### Your instructions
Return the entries below word for word, beginning at the line that contains "Would you be able to mark the instructor's forearm" and continuing through the last line of the entries.

[Data drawn from a collection]
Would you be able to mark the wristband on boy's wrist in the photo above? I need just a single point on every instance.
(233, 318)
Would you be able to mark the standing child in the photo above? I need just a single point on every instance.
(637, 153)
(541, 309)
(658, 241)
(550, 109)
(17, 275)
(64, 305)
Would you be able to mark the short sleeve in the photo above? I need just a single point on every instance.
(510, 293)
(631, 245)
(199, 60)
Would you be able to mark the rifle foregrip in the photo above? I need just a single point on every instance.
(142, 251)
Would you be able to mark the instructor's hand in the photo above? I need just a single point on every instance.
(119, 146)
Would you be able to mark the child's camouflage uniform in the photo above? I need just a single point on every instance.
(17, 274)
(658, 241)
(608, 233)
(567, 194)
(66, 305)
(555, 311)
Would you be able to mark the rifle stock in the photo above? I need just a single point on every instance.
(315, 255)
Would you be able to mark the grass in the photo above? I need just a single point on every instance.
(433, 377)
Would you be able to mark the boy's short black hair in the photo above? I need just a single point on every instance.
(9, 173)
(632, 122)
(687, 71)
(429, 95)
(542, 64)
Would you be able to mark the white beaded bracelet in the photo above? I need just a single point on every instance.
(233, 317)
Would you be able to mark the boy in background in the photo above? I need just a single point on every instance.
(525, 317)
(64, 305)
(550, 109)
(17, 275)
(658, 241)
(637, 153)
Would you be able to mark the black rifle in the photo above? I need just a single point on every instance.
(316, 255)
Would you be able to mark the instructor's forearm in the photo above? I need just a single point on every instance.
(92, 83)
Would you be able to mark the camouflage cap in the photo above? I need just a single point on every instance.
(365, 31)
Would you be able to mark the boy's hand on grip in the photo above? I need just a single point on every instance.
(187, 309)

### Written response
Would you be able to mark the instructor's forearm in the photo above? I need just a single point on every instance.
(92, 83)
Would you be able to mark the camouflage cap in the photo above? I need just a single point on every instance.
(365, 31)
Would you be able to mark the boy's hand on grip in the photo above? I need just a single point on every instance.
(187, 309)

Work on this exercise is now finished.